Objective:
Arrange every line of the records below as a Markdown table with two columns, Row and Line, numbering each line and skipping any blank lines.
** Begin Source data **
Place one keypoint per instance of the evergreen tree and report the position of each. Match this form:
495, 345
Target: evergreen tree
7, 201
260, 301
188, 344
** End Source data **
Task result:
| Row | Line |
|---|---|
| 1 | Place one keypoint per instance of the evergreen tree and report the position of each. Match this form: |
| 2 | 495, 345 |
| 3 | Target: evergreen tree |
| 4 | 7, 201 |
| 5 | 260, 301 |
| 6 | 188, 344 |